[Dataset excerpts about pointing to objects]
• • •

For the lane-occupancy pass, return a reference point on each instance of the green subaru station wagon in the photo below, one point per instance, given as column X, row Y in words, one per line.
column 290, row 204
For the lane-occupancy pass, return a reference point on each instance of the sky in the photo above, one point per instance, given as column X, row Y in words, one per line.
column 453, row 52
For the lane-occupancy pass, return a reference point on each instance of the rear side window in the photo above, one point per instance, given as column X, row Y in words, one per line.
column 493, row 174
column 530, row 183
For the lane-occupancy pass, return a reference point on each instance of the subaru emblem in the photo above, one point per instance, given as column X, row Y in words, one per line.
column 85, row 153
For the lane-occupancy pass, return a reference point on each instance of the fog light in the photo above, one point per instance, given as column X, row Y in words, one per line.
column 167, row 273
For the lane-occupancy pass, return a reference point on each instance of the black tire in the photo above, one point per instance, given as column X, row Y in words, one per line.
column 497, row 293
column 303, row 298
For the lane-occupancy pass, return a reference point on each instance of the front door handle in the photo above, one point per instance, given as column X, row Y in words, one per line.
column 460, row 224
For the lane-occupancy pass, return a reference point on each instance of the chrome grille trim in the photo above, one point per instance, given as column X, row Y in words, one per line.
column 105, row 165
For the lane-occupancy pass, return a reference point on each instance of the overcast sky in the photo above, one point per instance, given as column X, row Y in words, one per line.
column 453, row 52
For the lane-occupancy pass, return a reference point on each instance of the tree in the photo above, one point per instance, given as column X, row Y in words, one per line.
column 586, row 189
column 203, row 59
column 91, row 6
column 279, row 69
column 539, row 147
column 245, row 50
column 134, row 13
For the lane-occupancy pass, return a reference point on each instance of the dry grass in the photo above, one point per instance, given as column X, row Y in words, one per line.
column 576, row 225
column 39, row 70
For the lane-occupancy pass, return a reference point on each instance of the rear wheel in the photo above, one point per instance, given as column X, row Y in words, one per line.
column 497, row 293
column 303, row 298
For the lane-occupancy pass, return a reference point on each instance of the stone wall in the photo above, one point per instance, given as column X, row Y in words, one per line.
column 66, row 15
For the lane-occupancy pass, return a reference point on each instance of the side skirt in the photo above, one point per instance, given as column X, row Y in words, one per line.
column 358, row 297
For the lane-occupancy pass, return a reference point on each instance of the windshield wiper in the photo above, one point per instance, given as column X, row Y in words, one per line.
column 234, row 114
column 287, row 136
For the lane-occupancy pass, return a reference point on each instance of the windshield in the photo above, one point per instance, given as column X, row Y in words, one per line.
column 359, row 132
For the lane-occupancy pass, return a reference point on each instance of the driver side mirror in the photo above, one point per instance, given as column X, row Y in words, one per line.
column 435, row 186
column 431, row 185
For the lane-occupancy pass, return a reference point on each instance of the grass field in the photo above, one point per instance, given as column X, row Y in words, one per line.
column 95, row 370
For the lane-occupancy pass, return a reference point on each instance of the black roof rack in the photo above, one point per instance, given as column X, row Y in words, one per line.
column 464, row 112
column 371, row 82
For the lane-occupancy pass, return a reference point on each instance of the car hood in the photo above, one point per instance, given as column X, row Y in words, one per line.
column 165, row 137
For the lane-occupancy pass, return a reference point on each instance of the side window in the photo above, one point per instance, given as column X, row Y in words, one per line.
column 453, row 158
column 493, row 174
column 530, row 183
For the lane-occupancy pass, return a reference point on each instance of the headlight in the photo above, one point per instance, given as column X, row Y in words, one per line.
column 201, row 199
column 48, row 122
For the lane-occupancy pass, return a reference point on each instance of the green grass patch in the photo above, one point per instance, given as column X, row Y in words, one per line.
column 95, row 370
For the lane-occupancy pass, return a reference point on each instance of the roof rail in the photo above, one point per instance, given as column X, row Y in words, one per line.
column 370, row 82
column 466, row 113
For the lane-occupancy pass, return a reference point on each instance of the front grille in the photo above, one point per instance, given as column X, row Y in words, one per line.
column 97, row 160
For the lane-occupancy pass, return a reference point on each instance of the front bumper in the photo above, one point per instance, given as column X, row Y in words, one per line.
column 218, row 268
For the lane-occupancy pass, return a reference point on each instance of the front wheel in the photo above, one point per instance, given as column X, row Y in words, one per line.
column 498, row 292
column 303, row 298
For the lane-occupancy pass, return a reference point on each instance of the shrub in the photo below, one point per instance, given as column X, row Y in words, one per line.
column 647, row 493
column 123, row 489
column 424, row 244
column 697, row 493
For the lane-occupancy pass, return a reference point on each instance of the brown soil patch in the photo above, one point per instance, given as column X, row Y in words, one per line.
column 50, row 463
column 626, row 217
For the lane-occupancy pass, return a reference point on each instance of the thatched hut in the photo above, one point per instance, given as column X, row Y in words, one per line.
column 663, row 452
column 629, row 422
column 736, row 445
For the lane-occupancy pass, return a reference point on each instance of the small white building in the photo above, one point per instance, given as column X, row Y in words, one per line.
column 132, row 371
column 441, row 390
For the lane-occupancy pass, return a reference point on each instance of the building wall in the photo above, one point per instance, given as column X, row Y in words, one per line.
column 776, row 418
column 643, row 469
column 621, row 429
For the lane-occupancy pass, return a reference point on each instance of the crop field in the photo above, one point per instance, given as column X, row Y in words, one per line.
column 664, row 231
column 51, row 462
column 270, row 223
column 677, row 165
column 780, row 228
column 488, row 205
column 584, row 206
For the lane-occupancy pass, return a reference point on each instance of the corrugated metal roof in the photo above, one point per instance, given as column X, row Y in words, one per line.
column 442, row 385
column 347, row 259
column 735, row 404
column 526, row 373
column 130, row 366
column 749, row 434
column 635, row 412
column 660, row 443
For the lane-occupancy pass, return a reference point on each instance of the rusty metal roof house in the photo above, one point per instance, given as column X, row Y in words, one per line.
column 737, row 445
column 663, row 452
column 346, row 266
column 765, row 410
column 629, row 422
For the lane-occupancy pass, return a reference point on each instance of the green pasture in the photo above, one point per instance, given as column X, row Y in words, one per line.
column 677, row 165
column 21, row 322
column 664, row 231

• • •

» **Written problem**: Update the records starting at the line containing "the side skirt" and ending at the line containing "column 371, row 82": replace "driver side mirror" with "door mirror", leave everything else unchanged, and return only those lines.

» **Response to this exercise**:
For the lane-occupancy pass, return a reference point on each instance of the side skirt in the photo above, one point per instance, given as column X, row Y in words, one per line.
column 358, row 297
For the lane-occupancy pass, return a reference point on each instance of the windshield wiper in the photo above, one point per instance, given as column X, row Y in words, one per line.
column 234, row 114
column 287, row 136
For the lane-occupancy pass, return a reference point on each instance of the windshield in the photo above, one point per instance, given as column X, row Y in words, one per line.
column 359, row 132
For the lane-occupancy pass, return a reference point on each instance of the door mirror in the photo above, one point per instance, given as column X, row Y in words, one per line.
column 435, row 186
column 431, row 185
For the lane-occupancy pass, return a reference point on each instance of the grass field in the photo above, one point per instance, given as column X, row Y in words, one per line.
column 95, row 370
For the lane-occupancy pass, return a reference point on each instance of the black roof rack in the photo above, one point per instance, given as column X, row Y in words, one per line.
column 464, row 112
column 371, row 82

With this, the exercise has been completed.